**Problem details:** Word for word, transcribe the lines from the one containing "Where can you spot the shadow" through the end of the entries, both included, and nothing else.

*** Provided records Section Begins ***

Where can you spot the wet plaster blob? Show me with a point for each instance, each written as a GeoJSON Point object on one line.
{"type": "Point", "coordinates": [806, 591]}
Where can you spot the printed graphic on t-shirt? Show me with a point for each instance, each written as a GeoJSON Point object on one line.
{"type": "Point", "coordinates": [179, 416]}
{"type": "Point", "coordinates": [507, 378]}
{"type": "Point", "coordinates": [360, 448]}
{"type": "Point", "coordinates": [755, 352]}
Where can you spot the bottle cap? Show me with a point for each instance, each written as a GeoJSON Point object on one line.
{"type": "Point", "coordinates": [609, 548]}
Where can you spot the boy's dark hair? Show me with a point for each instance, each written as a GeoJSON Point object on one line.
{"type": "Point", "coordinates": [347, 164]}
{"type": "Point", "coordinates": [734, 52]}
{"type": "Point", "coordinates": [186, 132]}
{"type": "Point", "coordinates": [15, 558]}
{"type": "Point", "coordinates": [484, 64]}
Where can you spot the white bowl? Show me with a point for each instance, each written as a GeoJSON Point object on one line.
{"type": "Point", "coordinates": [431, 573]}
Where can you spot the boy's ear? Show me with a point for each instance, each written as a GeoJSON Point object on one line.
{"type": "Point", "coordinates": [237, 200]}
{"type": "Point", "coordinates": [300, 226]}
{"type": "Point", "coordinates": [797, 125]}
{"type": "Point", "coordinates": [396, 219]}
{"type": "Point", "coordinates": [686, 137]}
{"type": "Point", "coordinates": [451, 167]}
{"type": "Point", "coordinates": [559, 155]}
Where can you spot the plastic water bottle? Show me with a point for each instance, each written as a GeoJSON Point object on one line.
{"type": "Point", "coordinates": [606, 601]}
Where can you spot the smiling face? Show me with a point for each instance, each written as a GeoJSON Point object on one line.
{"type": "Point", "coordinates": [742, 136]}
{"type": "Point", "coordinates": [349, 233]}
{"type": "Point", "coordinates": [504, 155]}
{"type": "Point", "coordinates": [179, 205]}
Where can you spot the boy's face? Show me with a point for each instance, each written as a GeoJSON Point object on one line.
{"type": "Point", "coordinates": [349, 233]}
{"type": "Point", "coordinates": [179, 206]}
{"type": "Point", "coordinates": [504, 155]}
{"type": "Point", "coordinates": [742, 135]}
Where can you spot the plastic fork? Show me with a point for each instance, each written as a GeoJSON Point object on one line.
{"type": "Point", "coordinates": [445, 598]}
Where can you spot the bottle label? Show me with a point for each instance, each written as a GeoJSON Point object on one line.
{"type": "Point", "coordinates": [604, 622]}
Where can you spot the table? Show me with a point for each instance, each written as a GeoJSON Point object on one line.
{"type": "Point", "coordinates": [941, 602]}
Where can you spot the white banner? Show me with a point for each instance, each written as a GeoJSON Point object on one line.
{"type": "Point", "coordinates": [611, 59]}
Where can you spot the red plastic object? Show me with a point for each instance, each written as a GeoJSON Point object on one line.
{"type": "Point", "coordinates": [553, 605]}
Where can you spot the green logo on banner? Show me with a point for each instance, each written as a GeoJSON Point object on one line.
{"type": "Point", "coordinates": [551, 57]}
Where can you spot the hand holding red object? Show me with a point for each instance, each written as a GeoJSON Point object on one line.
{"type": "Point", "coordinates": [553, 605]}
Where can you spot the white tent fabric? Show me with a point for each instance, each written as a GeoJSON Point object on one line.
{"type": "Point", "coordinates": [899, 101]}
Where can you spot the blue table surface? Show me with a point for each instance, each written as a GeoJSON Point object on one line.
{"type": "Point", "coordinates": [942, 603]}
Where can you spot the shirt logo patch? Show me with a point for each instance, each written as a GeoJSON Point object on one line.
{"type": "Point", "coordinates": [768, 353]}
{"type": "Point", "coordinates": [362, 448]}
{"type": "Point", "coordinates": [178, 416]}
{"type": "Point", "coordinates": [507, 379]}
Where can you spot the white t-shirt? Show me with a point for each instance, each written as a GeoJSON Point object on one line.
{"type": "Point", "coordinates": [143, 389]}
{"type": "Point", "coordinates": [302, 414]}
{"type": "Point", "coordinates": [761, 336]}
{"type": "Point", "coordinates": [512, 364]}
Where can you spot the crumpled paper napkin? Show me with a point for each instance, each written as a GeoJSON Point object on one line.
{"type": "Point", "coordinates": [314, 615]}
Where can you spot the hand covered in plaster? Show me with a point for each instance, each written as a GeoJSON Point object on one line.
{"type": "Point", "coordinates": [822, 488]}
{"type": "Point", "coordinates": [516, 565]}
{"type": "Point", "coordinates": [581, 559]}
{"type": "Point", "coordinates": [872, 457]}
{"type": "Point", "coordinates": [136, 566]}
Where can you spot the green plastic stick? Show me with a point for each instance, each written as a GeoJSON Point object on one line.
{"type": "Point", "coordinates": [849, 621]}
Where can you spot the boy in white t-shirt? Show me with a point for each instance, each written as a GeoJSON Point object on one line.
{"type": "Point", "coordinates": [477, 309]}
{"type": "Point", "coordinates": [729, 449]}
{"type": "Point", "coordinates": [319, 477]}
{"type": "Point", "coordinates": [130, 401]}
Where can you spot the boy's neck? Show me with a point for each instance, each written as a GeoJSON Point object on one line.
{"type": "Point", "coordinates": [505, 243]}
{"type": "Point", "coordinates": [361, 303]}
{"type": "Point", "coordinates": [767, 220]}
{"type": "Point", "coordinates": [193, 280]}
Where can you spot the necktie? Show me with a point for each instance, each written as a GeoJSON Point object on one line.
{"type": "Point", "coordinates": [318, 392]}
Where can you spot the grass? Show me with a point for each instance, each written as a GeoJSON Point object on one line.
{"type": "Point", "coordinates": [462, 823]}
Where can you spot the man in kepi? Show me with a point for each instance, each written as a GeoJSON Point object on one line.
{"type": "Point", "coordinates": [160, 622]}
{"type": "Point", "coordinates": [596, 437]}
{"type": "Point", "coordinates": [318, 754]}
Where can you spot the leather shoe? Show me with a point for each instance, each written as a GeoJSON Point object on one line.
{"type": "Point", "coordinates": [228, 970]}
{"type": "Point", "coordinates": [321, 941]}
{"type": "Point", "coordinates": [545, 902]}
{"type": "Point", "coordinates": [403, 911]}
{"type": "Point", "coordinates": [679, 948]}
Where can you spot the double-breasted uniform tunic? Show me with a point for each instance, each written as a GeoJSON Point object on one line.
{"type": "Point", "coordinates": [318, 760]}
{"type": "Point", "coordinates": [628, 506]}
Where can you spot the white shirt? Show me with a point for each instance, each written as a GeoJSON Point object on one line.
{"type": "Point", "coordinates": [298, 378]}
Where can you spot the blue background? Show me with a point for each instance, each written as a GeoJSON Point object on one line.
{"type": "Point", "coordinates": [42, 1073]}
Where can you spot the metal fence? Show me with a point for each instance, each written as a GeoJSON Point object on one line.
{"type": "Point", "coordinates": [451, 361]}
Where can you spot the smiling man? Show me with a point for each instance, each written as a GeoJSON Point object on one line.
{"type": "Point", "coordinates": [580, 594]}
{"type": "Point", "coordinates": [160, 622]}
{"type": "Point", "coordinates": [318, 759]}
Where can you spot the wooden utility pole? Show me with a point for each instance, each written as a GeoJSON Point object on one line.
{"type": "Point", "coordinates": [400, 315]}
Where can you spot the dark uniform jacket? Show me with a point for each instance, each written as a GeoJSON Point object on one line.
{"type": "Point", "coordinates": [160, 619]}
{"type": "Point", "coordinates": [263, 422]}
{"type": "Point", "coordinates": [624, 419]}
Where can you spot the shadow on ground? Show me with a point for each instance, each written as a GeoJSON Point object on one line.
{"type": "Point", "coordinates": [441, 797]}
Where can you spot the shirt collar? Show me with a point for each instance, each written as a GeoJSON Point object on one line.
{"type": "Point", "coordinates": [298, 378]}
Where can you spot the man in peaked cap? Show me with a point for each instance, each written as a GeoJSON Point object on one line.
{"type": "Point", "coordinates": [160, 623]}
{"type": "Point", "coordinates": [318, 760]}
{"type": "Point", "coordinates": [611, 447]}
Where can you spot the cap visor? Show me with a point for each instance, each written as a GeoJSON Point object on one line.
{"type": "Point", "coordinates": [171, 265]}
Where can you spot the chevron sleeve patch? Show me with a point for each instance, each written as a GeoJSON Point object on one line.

*** Provided records Section Ends ***

**Answer space:**
Where can you spot the shadow on ground? Show me with a point for each instance, each written as a GeoJSON Point object on one line.
{"type": "Point", "coordinates": [441, 797]}
Where can you spot the shirt collar? Show me with a point for each instance, each written as a GeoJSON Point object on one line.
{"type": "Point", "coordinates": [298, 378]}
Where can you spot the man in peaked cap? Show me with a point for each instance, each written as a GeoJSON Point object on one line.
{"type": "Point", "coordinates": [160, 623]}
{"type": "Point", "coordinates": [318, 760]}
{"type": "Point", "coordinates": [611, 447]}
Where can you spot the cap visor? Show me with a point for each instance, each written as a GeoJSON Point object on one line.
{"type": "Point", "coordinates": [171, 265]}
Where can you spot the chevron sleeve patch? Show me with a point for each instance, each written as a GeoJSON Point object on one line.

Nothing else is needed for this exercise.